(What needs to be done):
Shift every bounding-box coordinate up by 52, then write out the records again, requests included, starting at the line containing "Cam-trap alert: motion was detected. Identify wrinkled" and ending at the line containing "131, 154, 200, 222".

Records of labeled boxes
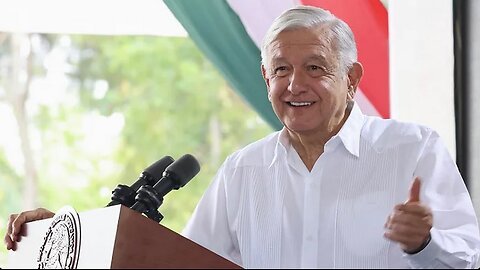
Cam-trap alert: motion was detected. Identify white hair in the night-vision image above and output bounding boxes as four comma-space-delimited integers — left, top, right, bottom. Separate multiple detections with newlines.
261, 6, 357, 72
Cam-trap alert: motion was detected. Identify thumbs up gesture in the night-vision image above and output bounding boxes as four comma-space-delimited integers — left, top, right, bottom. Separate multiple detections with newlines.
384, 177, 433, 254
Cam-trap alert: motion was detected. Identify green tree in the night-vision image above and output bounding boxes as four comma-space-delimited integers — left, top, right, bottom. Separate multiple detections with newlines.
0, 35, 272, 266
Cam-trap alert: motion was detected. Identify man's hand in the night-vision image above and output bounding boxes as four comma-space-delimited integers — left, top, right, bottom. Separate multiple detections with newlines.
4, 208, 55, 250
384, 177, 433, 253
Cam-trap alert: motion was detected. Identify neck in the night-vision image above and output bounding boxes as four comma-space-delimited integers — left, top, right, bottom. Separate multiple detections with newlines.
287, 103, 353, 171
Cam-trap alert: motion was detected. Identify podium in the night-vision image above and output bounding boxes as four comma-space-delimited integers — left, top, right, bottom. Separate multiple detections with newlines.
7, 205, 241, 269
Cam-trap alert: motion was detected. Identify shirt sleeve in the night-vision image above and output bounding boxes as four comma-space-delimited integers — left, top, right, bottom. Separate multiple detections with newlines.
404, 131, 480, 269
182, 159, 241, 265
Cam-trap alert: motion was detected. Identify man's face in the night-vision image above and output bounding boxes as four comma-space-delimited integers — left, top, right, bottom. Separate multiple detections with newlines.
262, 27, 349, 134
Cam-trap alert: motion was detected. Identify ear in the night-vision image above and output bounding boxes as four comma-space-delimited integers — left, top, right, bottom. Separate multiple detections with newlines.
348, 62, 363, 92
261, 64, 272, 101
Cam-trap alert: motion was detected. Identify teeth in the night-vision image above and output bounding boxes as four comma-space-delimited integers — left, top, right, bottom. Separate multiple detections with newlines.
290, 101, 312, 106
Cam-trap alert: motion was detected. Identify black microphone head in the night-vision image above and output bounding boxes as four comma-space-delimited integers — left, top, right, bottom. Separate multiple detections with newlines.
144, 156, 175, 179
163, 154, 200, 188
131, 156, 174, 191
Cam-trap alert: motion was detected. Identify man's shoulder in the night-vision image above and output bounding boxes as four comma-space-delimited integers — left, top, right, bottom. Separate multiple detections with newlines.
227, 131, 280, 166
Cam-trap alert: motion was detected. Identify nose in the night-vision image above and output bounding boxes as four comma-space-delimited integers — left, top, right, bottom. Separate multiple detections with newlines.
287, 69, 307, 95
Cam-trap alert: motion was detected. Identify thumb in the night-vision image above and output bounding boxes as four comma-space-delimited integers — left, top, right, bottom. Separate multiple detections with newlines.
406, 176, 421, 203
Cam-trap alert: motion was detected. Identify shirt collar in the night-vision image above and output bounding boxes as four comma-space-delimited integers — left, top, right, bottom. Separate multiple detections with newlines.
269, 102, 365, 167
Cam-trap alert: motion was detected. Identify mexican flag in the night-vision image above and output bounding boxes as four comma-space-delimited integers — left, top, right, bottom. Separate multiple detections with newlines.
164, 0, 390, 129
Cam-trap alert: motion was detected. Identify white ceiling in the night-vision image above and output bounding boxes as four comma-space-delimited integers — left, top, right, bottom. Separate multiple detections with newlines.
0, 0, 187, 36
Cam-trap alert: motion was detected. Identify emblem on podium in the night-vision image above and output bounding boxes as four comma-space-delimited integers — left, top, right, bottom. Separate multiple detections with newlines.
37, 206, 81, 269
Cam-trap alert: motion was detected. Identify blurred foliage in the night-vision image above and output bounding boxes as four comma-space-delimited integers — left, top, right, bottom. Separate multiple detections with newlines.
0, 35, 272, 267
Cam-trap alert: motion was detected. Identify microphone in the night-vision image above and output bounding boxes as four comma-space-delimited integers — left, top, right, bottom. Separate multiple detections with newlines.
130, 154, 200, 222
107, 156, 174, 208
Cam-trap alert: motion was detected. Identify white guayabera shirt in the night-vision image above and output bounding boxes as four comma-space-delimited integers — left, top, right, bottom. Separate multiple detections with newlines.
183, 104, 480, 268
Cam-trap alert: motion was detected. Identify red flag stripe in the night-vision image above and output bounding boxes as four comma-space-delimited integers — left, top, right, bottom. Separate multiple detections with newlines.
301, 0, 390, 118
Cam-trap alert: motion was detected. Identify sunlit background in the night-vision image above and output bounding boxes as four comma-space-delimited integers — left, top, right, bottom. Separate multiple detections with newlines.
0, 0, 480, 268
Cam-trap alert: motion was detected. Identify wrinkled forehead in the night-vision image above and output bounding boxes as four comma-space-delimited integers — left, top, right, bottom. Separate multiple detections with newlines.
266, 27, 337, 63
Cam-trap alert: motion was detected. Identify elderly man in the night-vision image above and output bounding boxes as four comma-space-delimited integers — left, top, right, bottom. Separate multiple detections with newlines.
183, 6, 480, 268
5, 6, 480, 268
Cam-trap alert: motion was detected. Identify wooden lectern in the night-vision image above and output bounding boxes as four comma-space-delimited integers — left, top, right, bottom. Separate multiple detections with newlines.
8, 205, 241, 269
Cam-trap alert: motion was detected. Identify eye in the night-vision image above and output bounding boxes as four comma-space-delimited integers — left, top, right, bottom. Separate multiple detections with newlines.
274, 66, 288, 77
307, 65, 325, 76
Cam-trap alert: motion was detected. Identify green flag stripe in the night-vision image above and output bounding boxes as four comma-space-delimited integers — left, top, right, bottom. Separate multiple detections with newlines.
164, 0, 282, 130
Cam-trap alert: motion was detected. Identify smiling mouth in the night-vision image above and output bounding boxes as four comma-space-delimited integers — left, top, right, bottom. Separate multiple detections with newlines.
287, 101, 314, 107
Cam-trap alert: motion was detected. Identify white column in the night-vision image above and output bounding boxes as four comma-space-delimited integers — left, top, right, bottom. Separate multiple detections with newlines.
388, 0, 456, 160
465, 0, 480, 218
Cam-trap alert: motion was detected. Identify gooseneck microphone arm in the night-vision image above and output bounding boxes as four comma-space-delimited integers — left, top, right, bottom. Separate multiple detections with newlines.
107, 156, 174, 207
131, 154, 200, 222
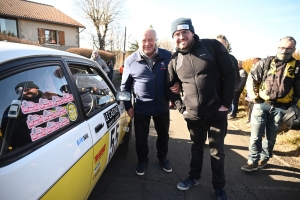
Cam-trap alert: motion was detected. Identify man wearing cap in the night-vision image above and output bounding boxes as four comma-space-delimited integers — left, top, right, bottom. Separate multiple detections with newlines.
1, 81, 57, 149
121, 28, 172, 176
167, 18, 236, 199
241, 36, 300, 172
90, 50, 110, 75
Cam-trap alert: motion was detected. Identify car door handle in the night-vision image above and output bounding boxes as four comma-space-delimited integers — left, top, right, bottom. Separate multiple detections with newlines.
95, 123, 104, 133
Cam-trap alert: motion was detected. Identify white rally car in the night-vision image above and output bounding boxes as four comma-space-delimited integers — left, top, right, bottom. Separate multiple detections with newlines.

(Output below):
Cam-trap alert: motion was detected. Identify wrinkled forehead in the night-vision image above and output bounding boxes as four comma-space-delimited integers — left, top, right, bottom. Separate multiple detections with newlines.
318, 79, 389, 115
Cam-trap alert: motion was detected. Identify elderly man in the night-vision image above and output bounding boxes as four comma-space-delimited integers — left, top, right, bottom. Separate multiple detections with newlines.
235, 58, 532, 320
57, 58, 532, 320
Cam-trap alert: motion was detected. Identify wooden lectern in the night-vision image above and output bounding boxes as four comma-space-delimited integers — left, top, right, bottom. Separate multiple detections with newlines.
60, 257, 293, 321
Cam-trap alert: motion was detected. Identify eye in the night-vision image above and output bounding boxes as four comma-space-delimited integers — left, top, right, bottom. Separate multiple detections with newlines.
326, 118, 340, 129
359, 117, 377, 128
Cam-trap alert: motion was detected. Identify green flag stripe in the night-vision image above and output bounding boxes as four comma-space-delimited integers — left, top, right, bottom. Separate multiple detections with newlines.
216, 52, 334, 182
Cam-trap alert: motion was detected. Identify smiling mouth in the night-vision image above and output bounding boxes as four comma-space-delimited integers — left, top, right, bottom. Separate multiple detections with newlines.
339, 153, 366, 159
Cam-trap alert: motion was detected. Identify white column in the night-vision image above and output bounding boxes as four comma-space-delimited integers — left, top, right, bottom. Separate multiple detections with newlines.
440, 52, 508, 212
517, 52, 532, 270
Cam-trap alert: motion was detected. Identify gooseneck microphone arm in the night-vision image above and output bounding boxes as four comma-space-delimited integers — left, top, right, bottom. Separate multiple detections with newlines.
159, 208, 226, 259
183, 206, 252, 274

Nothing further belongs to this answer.